- _Explore the material_:
a) Can you reproduce the maize anther text word for word, from "Background: In contrast" up to and including "cell fate specification."?
b) Using the maize anther text, answer these:
(i) How many lobes make up each anther?
(ii) How many haploid pollen does each archesporial cell give rise to through meiosis?
(iii) Which cells secrete the ZmMAC1 protein?
c) Could you carry the maize anther text forward from its final question and write what comes next?

- _Text for analysis_:
--
By Karina van der Linde and Virginia Walbot 

Background: In contrast to animals in which meiotically competent cells develop in embryos, plants switch from vegetative to reproductive growth only during flowering. In maize, the most productive cereal crop, the tassel contains male flowers in which pollen encasing the sperm develop in anthers. Each anther consists of 4 lobes, which have a typical structure of four layers (each a single cell thick) of somatic cells (non-reproductive) enclosing the pre-meiotic archesporial cells. The archesporial cells will undergo meiosis giving rise to four haploid pollen each. The somatic lobe layers are essential for proper pollen formation, and disruptions in their development or function result in male sterility. The ZmMAC1 protein is secreted by archesporial cells and is essential for somatic cell fate specification.

Question: Precisely how (where and when) does ZmMAC1 program somatic development? Can we develop a new method to address this question that does not require maize transformation?
--
- _The data_:
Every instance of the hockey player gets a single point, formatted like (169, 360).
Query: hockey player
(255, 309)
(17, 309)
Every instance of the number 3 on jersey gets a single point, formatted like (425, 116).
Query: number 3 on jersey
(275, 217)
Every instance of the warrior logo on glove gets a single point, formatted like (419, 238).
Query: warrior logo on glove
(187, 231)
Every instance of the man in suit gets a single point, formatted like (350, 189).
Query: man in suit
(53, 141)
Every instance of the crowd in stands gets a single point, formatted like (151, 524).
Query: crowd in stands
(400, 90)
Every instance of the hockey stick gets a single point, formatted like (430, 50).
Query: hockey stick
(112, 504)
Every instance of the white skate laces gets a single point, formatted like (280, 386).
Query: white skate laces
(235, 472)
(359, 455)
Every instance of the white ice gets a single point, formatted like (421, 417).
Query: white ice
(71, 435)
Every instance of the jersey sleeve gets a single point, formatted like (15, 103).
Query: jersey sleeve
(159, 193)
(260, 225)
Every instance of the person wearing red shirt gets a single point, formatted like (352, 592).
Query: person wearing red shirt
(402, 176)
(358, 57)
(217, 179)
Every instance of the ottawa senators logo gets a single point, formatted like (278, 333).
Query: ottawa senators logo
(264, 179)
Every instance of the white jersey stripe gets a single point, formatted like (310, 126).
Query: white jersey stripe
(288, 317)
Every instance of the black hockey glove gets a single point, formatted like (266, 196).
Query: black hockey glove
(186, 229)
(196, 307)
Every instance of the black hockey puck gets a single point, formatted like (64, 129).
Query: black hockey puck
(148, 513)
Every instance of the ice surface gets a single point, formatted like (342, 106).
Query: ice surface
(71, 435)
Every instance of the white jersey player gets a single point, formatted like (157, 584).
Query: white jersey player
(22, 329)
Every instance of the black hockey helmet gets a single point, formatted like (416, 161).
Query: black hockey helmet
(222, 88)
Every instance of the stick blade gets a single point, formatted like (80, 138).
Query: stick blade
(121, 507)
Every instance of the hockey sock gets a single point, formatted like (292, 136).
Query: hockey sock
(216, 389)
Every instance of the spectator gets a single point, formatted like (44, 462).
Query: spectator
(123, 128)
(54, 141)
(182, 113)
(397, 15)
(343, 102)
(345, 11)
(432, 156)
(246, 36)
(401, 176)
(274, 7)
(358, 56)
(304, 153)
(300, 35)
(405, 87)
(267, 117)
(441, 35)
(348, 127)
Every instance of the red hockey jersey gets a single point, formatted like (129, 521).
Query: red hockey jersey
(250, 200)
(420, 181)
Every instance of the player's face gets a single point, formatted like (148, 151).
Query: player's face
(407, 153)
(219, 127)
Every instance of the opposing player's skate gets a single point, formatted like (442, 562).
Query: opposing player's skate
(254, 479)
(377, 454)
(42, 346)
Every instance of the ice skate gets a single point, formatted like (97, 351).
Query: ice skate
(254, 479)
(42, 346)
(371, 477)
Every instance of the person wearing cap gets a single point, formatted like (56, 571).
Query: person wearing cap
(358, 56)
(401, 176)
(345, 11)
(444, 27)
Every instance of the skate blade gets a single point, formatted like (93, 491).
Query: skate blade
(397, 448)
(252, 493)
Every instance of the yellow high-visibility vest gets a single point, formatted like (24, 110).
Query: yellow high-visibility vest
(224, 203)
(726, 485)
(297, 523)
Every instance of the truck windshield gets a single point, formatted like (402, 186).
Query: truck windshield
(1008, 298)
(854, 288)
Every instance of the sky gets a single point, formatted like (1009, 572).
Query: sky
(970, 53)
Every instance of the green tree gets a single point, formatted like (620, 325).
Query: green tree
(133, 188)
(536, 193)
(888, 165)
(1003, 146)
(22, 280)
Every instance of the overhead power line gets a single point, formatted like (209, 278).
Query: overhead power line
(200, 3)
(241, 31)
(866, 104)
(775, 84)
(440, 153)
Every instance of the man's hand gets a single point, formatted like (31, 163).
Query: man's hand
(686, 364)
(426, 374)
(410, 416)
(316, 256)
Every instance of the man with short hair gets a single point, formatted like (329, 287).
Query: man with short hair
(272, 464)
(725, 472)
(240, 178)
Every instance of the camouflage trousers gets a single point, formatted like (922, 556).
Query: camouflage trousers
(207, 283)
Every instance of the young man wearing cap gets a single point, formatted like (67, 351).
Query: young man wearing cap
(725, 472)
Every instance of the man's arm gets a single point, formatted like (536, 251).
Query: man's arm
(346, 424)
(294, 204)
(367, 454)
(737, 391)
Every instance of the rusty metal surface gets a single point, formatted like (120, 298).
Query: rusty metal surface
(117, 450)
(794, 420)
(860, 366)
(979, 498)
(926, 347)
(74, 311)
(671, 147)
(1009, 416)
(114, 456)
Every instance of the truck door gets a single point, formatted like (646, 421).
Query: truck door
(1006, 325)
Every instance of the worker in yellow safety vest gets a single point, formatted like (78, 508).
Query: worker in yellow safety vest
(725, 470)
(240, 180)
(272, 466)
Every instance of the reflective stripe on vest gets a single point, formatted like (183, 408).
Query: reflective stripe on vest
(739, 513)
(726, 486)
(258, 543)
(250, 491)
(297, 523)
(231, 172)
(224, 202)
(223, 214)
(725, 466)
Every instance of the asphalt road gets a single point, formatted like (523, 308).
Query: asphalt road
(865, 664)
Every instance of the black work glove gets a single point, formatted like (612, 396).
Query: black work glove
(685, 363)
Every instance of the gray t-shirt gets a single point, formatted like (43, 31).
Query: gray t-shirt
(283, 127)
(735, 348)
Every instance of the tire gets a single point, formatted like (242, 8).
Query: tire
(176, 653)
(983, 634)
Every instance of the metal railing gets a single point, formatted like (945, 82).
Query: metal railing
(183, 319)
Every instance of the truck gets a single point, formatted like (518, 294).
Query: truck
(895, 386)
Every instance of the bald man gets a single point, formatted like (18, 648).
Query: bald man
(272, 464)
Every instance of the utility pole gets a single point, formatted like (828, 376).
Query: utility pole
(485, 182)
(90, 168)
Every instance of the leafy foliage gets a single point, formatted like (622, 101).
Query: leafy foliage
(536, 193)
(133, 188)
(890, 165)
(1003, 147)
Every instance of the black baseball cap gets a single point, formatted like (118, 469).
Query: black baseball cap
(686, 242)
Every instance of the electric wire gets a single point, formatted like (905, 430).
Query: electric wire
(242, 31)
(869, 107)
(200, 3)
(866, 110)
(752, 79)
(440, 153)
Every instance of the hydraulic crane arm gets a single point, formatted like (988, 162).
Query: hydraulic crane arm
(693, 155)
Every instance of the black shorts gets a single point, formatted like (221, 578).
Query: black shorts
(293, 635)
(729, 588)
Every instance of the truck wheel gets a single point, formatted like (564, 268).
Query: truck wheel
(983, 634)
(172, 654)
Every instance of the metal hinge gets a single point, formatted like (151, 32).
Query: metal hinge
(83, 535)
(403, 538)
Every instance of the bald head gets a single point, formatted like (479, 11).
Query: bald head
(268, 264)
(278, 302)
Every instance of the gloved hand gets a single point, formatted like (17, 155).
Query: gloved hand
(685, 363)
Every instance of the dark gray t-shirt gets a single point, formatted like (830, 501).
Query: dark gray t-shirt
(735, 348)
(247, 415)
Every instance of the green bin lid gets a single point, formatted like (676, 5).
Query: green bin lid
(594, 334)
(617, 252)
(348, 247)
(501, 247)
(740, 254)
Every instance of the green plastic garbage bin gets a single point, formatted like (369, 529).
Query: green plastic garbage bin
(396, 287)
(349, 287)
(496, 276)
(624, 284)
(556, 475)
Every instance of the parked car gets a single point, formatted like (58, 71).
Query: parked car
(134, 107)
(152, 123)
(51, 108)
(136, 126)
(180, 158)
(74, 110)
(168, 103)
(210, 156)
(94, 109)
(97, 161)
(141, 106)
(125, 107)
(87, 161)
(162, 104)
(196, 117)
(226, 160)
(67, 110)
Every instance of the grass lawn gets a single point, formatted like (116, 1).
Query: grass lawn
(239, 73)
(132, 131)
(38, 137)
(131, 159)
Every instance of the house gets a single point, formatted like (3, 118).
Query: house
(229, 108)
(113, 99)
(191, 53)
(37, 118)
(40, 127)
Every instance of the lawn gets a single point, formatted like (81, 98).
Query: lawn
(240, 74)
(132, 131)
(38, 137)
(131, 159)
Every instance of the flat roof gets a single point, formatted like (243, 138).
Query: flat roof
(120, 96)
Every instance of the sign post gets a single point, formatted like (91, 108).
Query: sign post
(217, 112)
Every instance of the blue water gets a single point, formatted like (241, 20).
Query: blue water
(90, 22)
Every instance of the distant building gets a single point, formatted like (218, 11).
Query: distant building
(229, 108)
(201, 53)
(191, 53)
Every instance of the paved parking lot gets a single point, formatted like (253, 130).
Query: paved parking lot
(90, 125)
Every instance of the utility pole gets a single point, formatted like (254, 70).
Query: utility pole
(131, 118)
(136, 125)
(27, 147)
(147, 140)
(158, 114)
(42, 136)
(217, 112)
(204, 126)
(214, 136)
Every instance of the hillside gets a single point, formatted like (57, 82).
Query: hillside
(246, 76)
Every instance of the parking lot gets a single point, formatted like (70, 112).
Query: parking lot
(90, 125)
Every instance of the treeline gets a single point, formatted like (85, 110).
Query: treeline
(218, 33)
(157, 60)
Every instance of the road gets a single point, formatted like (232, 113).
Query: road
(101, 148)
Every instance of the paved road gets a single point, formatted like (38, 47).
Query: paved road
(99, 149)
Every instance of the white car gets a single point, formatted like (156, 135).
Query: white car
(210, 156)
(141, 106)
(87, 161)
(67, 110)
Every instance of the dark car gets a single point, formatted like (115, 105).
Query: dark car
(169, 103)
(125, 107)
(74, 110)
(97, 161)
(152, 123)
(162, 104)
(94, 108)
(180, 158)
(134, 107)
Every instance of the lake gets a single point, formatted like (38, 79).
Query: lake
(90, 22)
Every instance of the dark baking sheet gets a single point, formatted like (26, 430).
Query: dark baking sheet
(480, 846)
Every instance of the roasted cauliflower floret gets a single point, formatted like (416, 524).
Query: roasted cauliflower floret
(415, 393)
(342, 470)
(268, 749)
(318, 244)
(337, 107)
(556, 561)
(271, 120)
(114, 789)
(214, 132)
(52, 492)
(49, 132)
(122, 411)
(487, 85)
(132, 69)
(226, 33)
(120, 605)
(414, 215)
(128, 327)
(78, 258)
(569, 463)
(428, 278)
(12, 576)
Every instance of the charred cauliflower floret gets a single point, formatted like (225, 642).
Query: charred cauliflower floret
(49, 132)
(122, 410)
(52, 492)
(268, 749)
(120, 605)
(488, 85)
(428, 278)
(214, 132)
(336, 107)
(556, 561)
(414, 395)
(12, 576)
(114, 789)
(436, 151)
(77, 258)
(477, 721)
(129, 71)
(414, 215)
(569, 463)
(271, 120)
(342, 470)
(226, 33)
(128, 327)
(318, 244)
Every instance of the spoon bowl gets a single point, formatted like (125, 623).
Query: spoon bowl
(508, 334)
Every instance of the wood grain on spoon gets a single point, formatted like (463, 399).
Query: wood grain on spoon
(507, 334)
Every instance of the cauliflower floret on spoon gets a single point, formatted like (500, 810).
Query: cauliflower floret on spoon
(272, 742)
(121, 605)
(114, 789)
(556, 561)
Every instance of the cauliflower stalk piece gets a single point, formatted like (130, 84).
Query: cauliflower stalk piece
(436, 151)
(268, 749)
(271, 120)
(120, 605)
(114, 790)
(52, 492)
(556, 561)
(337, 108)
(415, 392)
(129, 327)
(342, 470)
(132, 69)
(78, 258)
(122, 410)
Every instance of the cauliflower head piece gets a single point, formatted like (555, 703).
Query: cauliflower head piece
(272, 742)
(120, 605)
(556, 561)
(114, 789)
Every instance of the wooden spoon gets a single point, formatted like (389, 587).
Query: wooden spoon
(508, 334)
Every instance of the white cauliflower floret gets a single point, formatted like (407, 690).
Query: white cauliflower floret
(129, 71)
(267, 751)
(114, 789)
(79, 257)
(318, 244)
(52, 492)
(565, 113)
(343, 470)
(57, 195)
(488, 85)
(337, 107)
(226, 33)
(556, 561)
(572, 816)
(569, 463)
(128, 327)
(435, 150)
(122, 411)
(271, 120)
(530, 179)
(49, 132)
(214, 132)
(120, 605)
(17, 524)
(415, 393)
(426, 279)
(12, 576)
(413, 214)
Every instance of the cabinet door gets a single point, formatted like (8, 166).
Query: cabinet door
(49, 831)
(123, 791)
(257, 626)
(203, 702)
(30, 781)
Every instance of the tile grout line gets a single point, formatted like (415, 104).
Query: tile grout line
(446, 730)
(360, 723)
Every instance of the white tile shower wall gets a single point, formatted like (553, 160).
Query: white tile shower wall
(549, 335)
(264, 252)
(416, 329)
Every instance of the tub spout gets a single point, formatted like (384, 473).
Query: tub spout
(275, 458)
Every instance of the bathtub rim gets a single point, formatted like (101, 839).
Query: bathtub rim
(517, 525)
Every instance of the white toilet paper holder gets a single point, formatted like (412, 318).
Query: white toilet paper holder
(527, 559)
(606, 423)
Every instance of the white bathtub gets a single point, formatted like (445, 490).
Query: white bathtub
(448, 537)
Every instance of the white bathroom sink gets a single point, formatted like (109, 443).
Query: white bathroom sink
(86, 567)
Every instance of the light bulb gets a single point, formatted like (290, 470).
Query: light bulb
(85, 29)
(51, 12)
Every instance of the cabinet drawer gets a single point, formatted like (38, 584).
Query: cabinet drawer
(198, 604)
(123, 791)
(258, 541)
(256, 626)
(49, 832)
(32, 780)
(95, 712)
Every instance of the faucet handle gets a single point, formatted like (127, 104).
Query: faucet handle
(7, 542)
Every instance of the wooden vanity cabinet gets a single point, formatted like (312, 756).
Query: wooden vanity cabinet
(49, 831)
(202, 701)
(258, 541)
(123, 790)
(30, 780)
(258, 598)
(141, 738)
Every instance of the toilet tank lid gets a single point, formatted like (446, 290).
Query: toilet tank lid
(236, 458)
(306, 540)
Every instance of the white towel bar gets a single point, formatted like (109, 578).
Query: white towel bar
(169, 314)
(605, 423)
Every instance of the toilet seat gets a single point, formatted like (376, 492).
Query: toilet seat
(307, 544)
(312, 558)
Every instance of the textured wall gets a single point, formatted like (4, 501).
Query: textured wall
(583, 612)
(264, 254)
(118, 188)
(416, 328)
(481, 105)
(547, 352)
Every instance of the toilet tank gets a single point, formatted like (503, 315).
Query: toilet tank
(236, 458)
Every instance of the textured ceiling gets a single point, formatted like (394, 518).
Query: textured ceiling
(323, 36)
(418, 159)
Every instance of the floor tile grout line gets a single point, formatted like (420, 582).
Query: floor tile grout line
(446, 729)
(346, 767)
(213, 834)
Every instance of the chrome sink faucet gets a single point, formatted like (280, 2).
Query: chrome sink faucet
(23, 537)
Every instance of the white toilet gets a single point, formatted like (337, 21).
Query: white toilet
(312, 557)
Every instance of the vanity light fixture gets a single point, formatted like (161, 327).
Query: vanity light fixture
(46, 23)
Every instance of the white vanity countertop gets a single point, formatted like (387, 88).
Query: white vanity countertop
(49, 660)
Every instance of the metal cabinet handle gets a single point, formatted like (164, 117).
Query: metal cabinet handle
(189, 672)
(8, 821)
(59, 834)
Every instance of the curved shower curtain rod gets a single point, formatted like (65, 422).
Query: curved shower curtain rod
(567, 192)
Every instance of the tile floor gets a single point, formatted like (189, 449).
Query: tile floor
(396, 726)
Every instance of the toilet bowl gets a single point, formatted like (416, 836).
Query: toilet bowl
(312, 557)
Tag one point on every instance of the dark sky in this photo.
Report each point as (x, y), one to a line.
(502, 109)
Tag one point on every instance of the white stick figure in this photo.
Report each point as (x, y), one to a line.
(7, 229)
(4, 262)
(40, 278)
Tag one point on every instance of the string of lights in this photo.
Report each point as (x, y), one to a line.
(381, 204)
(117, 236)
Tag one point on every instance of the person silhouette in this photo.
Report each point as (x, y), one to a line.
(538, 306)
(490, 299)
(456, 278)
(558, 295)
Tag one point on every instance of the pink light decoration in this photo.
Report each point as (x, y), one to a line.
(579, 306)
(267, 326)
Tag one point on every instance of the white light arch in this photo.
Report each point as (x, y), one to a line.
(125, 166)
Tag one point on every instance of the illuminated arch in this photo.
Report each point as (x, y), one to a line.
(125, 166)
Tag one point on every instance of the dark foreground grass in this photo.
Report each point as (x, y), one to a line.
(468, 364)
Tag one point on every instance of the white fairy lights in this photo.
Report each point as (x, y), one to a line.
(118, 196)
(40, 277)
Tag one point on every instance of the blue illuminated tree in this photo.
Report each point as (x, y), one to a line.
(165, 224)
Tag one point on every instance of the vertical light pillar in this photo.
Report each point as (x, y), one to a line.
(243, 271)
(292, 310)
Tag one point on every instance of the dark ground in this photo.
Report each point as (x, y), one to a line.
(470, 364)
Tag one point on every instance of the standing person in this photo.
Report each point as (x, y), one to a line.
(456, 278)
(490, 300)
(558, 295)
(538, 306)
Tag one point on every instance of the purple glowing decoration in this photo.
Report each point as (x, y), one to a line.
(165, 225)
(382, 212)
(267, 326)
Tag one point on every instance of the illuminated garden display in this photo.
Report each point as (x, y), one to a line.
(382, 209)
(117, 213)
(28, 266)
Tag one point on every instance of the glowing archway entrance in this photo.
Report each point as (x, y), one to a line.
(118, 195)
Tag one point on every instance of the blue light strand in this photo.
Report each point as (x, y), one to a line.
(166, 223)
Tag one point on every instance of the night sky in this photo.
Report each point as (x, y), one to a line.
--
- _Solved tasks_:
a)
Background: In contrast to animals in which meiotically competent cells develop in embryos, plants switch from vegetative to reproductive growth only during flowering. In maize, the most productive cereal crop, the tassel contains male flowers in which pollen encasing the sperm develop in anthers. Each anther consists of 4 lobes, which have a typical structure of four layers (each a single cell thick) of somatic cells (non-reproductive) enclosing the pre-meiotic archesporial cells. The archesporial cells will undergo meiosis giving rise to four haploid pollen each. The somatic lobe layers are essential for proper pollen formation, and disruptions in their development or function result in male sterility. The ZmMAC1 protein is secreted by archesporial cells and is essential for somatic cell fate specification.

b)
(i) 4
(ii) Four
(iii) Archesporial cells

c)
Findings: To deliver the protein to anther cells we were inspired by Homer´s Greek myth of the Trojan horse, and used a maize pathogen to deliver ZmMAC1 to individual cells. First, we established that the maize pathogen Ustilago maydis delivers ZmMAC1 protein into the apoplastic space between anther cells. Next, we tested the impact of Trojan horse-delivered ZmMAC1 within maize anthers lacking ZmMAC1. ZmMAC1 controls division of pluripotent  stem cells and defines the fate of the resulting daughter cells. The Trojan horse method has higher resolution than conventional methods because infected cells that received ZmMAC1 could be compared directly with adjacent uninfected cells, providing proof that ZmMAC1 acts as a cell-autonomous signal ((acts on the individual cell level). Moreover, we identified the receptor ZmMSP1 as a ZmMAC1 interactor and genetic partner that is likely responsible for sensing ZmMAC1.

Next Steps: Maize anthers contain hundreds of small proteins of unknown function. Using the Trojan horse strategy we can assess their function in planta. Furthermore, exploiting pathogen protein secretion could be generally a useful method for transient delivery of bioactive proteins with high spatiotemporal resolution to analyze developmental and physiological processes.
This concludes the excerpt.